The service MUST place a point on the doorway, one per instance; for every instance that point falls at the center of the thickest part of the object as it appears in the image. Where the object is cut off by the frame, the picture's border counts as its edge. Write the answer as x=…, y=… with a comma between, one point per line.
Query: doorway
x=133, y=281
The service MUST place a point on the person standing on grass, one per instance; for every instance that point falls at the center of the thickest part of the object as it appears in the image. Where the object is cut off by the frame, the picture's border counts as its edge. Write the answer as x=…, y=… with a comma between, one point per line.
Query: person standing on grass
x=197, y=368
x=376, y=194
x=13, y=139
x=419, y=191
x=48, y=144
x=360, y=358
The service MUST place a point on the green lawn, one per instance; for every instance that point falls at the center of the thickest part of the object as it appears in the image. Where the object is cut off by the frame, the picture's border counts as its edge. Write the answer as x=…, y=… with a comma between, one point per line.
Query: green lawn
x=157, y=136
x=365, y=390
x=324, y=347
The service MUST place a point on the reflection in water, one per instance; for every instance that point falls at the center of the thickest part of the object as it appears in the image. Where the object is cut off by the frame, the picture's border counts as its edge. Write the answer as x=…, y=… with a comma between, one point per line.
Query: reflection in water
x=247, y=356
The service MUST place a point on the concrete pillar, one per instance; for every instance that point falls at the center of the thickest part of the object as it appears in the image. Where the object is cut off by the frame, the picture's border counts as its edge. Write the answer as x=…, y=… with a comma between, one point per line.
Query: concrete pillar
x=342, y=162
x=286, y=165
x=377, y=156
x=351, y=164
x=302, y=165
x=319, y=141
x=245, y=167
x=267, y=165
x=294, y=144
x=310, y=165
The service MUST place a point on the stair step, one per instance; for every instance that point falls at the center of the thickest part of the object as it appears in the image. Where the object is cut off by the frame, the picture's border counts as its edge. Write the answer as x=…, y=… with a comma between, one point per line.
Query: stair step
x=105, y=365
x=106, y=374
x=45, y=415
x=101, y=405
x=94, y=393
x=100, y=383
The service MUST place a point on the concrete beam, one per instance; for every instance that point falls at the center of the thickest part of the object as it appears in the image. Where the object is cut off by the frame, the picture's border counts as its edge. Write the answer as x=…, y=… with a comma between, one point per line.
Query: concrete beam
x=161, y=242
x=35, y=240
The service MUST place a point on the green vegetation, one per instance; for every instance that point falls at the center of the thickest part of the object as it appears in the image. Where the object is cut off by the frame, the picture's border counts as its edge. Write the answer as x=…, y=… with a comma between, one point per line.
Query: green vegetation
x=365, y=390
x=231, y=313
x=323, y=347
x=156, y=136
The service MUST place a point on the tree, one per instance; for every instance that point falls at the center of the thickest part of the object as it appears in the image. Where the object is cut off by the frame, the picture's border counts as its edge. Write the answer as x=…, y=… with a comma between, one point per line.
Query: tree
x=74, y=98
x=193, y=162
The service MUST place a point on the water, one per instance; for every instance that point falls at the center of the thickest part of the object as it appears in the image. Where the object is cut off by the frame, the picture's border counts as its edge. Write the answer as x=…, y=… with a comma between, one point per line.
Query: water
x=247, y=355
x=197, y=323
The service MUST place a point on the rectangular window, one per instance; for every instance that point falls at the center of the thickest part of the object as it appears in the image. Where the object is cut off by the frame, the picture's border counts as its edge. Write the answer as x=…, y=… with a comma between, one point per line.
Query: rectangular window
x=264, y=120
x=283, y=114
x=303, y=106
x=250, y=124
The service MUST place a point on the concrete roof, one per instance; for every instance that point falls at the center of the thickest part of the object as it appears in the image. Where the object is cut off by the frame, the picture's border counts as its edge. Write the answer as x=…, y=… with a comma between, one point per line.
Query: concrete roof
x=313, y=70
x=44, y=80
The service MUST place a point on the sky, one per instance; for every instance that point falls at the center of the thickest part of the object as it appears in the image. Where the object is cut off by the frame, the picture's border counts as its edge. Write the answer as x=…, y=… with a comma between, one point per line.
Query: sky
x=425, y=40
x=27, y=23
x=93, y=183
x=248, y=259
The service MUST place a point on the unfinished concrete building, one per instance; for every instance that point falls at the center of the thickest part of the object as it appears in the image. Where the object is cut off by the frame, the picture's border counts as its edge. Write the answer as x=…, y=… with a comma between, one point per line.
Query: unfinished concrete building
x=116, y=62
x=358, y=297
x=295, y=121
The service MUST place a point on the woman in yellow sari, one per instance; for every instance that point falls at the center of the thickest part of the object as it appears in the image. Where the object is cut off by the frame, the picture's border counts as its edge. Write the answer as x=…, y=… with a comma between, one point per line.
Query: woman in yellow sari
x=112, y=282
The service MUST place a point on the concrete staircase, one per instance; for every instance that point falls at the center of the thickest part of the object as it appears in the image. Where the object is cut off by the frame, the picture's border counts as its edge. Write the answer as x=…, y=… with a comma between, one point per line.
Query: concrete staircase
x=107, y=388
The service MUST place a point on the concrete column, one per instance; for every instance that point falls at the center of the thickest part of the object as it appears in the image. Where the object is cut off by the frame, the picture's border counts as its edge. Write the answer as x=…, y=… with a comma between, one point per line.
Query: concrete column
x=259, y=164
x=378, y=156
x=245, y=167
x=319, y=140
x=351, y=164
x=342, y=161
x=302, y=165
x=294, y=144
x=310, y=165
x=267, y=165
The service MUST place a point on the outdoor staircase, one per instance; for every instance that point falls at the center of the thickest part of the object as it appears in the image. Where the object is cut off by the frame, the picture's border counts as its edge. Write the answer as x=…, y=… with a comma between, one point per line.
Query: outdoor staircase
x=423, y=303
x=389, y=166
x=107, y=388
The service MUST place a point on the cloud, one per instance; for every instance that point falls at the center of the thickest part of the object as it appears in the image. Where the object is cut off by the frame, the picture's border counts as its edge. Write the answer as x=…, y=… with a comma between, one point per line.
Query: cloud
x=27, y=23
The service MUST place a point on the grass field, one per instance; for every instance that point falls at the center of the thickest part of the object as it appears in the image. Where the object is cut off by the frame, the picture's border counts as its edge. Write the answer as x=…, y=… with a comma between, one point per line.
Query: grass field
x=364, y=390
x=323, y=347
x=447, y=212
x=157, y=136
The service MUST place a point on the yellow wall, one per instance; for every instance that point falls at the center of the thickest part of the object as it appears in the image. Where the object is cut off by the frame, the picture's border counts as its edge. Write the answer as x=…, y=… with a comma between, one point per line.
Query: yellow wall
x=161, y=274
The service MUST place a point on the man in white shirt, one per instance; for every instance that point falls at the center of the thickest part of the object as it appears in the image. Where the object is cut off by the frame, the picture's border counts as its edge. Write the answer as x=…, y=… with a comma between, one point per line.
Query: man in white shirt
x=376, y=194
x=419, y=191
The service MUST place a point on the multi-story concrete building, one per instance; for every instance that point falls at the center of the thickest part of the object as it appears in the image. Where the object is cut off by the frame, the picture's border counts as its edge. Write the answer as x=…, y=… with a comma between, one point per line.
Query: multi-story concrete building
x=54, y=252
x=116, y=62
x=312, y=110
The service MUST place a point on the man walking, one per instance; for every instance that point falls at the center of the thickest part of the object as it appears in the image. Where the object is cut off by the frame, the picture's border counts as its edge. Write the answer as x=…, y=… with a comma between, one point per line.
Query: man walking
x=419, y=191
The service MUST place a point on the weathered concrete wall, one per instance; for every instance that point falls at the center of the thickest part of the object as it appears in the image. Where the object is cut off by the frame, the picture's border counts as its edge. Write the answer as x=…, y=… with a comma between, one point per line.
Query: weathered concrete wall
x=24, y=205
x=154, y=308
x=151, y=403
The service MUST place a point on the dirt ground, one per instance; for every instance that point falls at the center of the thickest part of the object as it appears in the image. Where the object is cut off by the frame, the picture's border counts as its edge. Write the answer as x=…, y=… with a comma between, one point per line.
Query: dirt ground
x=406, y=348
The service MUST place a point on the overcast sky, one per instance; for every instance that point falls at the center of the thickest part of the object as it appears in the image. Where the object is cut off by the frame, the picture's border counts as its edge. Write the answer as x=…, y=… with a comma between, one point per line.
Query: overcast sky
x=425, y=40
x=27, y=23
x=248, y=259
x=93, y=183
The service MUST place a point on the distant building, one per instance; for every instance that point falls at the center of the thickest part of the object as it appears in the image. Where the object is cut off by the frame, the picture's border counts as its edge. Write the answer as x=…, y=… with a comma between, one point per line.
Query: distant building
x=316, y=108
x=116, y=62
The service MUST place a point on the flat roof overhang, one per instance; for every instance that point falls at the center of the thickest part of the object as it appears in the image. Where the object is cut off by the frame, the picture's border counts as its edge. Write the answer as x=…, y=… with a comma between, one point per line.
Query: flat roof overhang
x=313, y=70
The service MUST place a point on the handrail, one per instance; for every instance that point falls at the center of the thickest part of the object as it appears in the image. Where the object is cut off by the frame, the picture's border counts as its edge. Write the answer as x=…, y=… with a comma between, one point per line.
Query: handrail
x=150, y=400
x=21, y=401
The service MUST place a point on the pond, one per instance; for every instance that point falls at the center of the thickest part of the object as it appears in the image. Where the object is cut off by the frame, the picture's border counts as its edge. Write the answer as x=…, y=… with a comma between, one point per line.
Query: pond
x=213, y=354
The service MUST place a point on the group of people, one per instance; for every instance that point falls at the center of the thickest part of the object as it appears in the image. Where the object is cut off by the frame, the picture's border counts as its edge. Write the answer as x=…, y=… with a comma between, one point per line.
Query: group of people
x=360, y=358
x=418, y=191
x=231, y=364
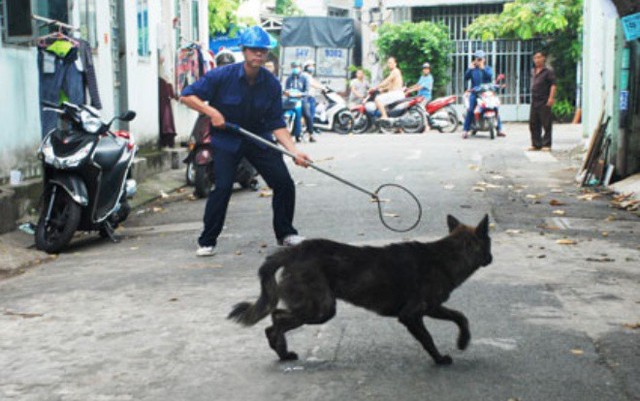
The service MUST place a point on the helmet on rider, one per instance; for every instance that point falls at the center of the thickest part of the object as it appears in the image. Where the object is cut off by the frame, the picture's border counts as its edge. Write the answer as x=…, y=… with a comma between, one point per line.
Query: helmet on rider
x=479, y=54
x=295, y=67
x=255, y=37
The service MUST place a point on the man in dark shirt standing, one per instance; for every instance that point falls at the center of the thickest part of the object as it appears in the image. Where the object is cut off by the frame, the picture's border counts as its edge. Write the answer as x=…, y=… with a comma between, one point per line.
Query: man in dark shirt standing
x=248, y=95
x=543, y=91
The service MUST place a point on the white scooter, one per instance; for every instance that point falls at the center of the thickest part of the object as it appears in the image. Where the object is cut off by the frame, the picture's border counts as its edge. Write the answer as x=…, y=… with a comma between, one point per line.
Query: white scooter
x=332, y=114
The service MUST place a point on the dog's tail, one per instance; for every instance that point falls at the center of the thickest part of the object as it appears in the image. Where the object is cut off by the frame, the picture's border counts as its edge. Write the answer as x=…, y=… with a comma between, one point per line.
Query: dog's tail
x=249, y=314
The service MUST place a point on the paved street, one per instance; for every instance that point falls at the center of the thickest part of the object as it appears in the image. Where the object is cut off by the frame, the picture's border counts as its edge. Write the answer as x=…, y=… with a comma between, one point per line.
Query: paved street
x=144, y=319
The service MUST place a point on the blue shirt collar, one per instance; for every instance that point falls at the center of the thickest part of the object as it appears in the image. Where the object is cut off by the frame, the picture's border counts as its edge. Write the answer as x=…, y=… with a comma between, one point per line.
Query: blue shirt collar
x=242, y=74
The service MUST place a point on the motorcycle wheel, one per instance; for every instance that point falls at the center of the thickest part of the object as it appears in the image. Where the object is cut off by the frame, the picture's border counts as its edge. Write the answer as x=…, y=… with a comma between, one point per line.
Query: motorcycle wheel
x=202, y=181
x=452, y=123
x=343, y=122
x=361, y=122
x=418, y=118
x=190, y=173
x=492, y=127
x=55, y=234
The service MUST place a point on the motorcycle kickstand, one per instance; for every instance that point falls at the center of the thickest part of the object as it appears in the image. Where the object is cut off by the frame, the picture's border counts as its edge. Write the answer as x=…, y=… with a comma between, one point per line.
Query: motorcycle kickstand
x=109, y=232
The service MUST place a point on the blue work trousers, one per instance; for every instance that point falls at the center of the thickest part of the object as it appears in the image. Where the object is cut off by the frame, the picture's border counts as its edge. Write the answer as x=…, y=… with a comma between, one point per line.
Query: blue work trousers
x=271, y=167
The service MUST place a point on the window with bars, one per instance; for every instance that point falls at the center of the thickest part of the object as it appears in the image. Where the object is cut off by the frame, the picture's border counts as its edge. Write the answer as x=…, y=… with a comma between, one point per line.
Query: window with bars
x=195, y=21
x=457, y=18
x=143, y=27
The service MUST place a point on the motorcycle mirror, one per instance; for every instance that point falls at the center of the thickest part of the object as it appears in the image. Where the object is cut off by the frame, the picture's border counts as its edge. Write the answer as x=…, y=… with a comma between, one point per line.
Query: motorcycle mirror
x=128, y=115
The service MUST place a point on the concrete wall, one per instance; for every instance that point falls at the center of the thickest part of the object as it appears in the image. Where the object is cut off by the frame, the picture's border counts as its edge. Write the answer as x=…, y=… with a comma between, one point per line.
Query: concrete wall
x=19, y=110
x=600, y=51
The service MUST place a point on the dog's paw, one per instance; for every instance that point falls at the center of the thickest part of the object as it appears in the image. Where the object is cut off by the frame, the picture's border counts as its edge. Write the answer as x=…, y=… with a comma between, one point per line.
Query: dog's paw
x=444, y=360
x=463, y=340
x=289, y=356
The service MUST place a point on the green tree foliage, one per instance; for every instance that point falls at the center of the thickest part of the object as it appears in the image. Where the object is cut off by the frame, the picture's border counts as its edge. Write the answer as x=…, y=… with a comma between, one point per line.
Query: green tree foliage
x=223, y=17
x=557, y=23
x=413, y=44
x=287, y=8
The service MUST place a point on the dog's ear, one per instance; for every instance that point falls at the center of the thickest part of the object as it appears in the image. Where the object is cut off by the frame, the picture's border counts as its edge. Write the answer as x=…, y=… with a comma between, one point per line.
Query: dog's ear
x=482, y=230
x=452, y=222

══════════════════════════════

### [Your assignment]
In the material above, transcribe exactly the lines beginning at the one with "Query: concrete beam" and ending at the one with "The service MUST place a point on the green vegetation, one", both included.

### [Written response]
Query: concrete beam
x=161, y=242
x=35, y=240
The service MUST place a point on the green vegetation, one per instance; for every instance that point falls at the center of the thickest part of the object as it appears in the image. Where the object is cut off by the frame, the picture's border counts as its edge. Write the answer as x=…, y=… with a comma between, one point per line.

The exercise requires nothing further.